__Given text__
Working with spatial indexes
In most database applications it is important to define indexes on columns in order to avoid scanning all the rows of a table and checking each row to see if it meets the criteria of a query. This is especially important with spatial queries, because the spatial checking is more complex than checking simple numeric or character values.
In a relational database, an index is typically created on the values in a column where there is a simple linear sequencing of values from smallest to largest. This allows a binary tree or B-tree index to be created, which allows the database to quickly navigate to a particular value or sequential range of values.
Spatial data is inherently two-dimensional (or greater), which is not directly applicable to a B-tree index, so different techniques have been developed. The approach used in Spatial Extender is a grid index, which associates spatial values with a square grid. Line and polygon spatial values may intersect more than one grid cell, while a point spatial value can intersect at most one grid cell. When defining the grid cell sizes, you need to trade off the need to minimize the number of cells that intersect a spatial value against the need to minimize the number of spatial values contained within a grid cell. In order to efficiently handle spatial values with significantly different sizes, you can specify up to three grid cell sizes. The grid cells are then indexed by Spatial Extender using the DB2 B-tree index.
A spatial index is created with the DB2
create index command with an additional
extend using clause, as shown in Listing 9.

__Supplied records__
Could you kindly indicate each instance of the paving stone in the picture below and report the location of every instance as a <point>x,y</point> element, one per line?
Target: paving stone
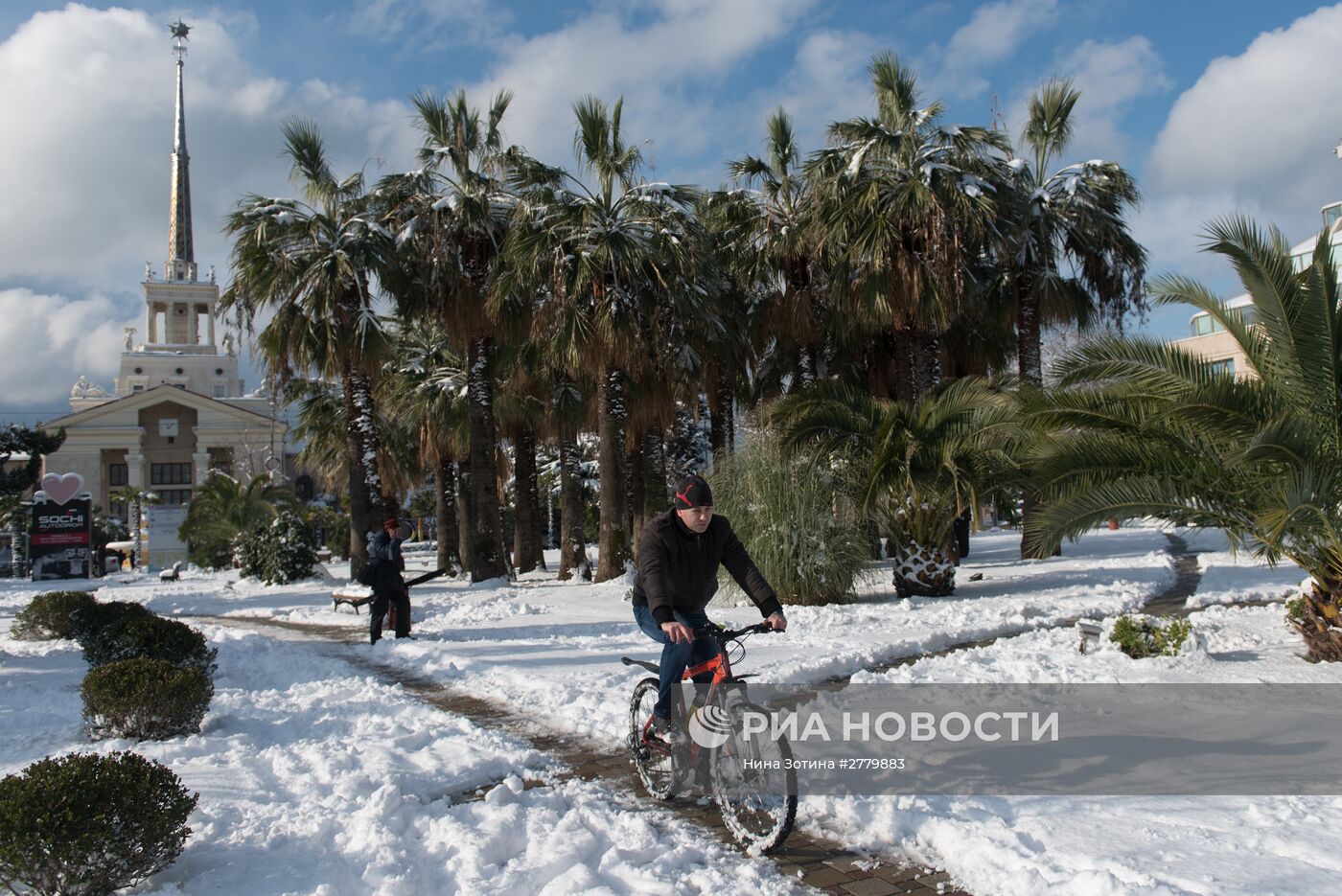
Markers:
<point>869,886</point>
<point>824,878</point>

--

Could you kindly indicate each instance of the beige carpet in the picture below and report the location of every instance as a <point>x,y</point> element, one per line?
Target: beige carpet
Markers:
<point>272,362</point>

__What this exercise asks__
a. From the text on spatial indexes, copy the passage that begins with the words containing "Spatial data is" and ends with "DB2 B-tree index.".
b. Answer these questions using the text on spatial indexes:
(i) What kind of index does a relational database typically build on a column whose values run in a simple linear sequence?
(ii) How many grid cell sizes can be specified in Spatial Extender?
(iii) What clause is added to the DB2 create index command to create a spatial index?

__Answers by item number__
a.
Spatial data is inherently two-dimensional (or greater), which is not directly applicable to a B-tree index, so different techniques have been developed. The approach used in Spatial Extender is a grid index, which associates spatial values with a square grid. Line and polygon spatial values may intersect more than one grid cell, while a point spatial value can intersect at most one grid cell. When defining the grid cell sizes, you need to trade off the need to minimize the number of cells that intersect a spatial value against the need to minimize the number of spatial values contained within a grid cell. In order to efficiently handle spatial values with significantly different sizes, you can specify up to three grid cell sizes. The grid cells are then indexed by Spatial Extender using the DB2 B-tree index.

b.
(i) A binary tree or B-tree index.
(ii) Up to three.
(iii) An extend using clause.